What you need to do
**A.** In the page on advanced reasoning modules, do these statements agree with the text: (i) BestOfN is the module for iterative refinement; (ii) CodeAct combines tools with code execution; (iii) the simplest way to use CoT is with run()? For each, give yes or no and quote the deciding words.
**B.** How does the stretch from "dsprrr provides advanced" through "(tools + code execution)" in the page on advanced reasoning modules read with "ChainOfThought" changed to "CoT"?
***** Extract to read
Advanced Reasoning Modules

library(dsprrr)
library(ellmer)

Overview

dsprrr provides advanced module types inspired by DSPy that implement sophisticated reasoning patterns. These modules go beyond simple prompt-response to enable:

Step-by-step reasoning with ChainOfThought
Multiple attempts with BestOfN
Iterative refinement with Refine
Ensemble reasoning with MultiChainComparison
Exact computation with ProgramOfThought (code generation)
Hybrid agents with CodeAct (tools + code execution)

Each pattern addresses different challenges in LLM reliability and output quality.

ChainOfThought

ChainOfThought (CoT) is the foundational advanced reasoning pattern. It prompts the model to “show its work” by generating step-by-step reasoning before the final answer.

Why Use ChainOfThought?

Research shows that asking models to reason step-by-step improves accuracy on complex tasks like math, logic, and multi-step reasoning. The model’s intermediate reasoning also provides transparency into how it arrived at an answer.

Basic Usage

The simplest way to use CoT is with chain_of_thought():

# Create a CoT module
math_solver <- chain_of_thought("problem -> solution")

# Run it
result <- run(
  math_solver,
  problem = "If a train travels 120 miles in 2 hours, what is its average speed?",
  .llm = chat_openai()
)

# Result includes both reasoning and answer
result$reasoning
#> "To find average speed, I need to divide total distance by total time.
**********
***** Dataset
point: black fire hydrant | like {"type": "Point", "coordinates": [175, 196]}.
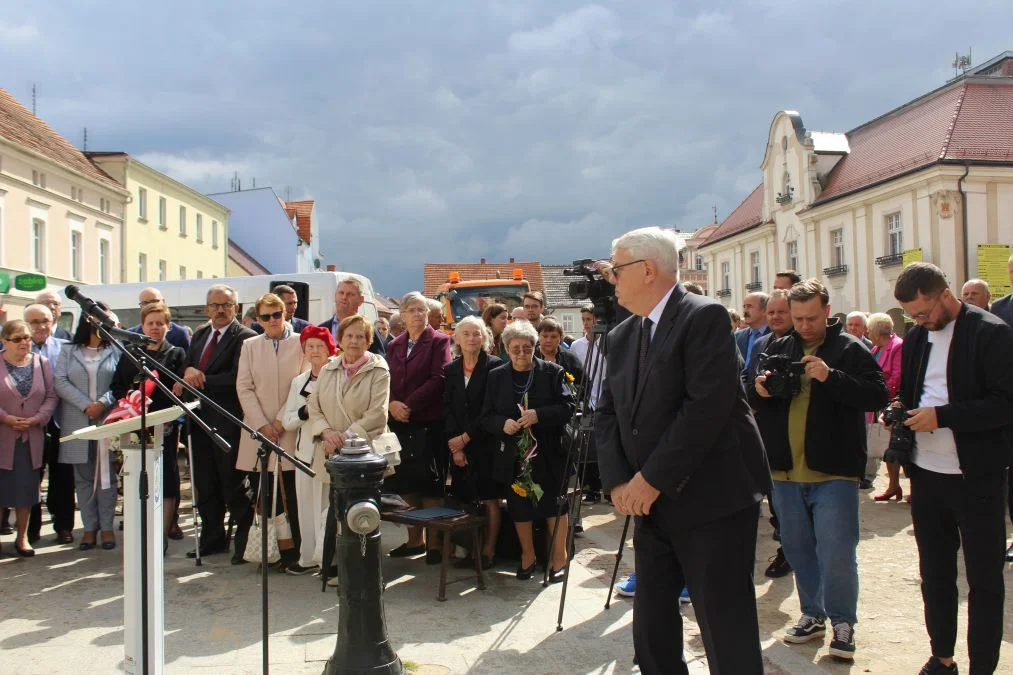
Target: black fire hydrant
**********
***** Dataset
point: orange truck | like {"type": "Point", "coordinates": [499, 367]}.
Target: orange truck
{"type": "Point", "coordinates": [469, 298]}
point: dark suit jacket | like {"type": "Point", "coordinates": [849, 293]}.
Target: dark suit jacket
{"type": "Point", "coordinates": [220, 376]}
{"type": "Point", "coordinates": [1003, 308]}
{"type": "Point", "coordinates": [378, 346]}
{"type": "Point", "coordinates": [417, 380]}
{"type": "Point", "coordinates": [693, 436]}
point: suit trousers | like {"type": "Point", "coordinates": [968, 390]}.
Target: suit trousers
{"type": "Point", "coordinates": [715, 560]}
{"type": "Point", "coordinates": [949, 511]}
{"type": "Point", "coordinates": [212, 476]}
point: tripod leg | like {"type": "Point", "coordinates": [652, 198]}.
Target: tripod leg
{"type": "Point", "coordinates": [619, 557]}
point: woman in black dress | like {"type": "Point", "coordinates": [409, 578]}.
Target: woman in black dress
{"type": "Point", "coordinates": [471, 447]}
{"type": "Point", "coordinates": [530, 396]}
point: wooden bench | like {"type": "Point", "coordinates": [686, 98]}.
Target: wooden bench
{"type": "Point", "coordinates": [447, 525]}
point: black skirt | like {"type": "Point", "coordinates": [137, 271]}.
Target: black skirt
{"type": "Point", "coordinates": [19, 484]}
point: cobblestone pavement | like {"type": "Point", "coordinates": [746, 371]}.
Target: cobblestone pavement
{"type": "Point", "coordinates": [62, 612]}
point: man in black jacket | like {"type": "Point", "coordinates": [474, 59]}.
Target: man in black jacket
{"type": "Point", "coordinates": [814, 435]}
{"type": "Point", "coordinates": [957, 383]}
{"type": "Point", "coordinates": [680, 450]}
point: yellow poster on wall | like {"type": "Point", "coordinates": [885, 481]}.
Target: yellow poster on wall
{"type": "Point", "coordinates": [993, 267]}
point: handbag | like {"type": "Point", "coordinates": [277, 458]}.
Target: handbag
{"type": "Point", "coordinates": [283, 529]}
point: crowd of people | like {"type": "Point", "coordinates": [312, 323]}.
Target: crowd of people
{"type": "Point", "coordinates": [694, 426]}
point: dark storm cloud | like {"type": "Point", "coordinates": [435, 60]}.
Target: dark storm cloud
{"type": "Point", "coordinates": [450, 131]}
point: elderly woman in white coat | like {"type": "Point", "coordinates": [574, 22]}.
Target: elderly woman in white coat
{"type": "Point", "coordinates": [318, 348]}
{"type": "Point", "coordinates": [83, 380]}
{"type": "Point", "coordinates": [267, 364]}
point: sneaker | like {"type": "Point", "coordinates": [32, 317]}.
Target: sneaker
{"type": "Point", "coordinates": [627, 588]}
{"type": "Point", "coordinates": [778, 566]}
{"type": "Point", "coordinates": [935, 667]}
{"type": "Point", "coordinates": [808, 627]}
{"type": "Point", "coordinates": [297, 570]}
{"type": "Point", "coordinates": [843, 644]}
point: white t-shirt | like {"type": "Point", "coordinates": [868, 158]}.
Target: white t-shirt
**********
Answer section
**A.**
(i) No: "Iterative refinement with Refine" (BestOfN is listed as "Multiple attempts with BestOfN").
(ii) Yes: "Hybrid agents with CodeAct (tools + code execution)".
(iii) No: "The simplest way to use CoT is with chain_of_thought():".

**B.**
dsprrr provides advanced module types inspired by DSPy that implement sophisticated reasoning patterns. These modules go beyond simple prompt-response to enable:

Step-by-step reasoning with CoT
Multiple attempts with BestOfN
Iterative refinement with Refine
Ensemble reasoning with MultiChainComparison
Exact computation with ProgramOfThought (code generation)
Hybrid agents with CodeAct (tools + code execution)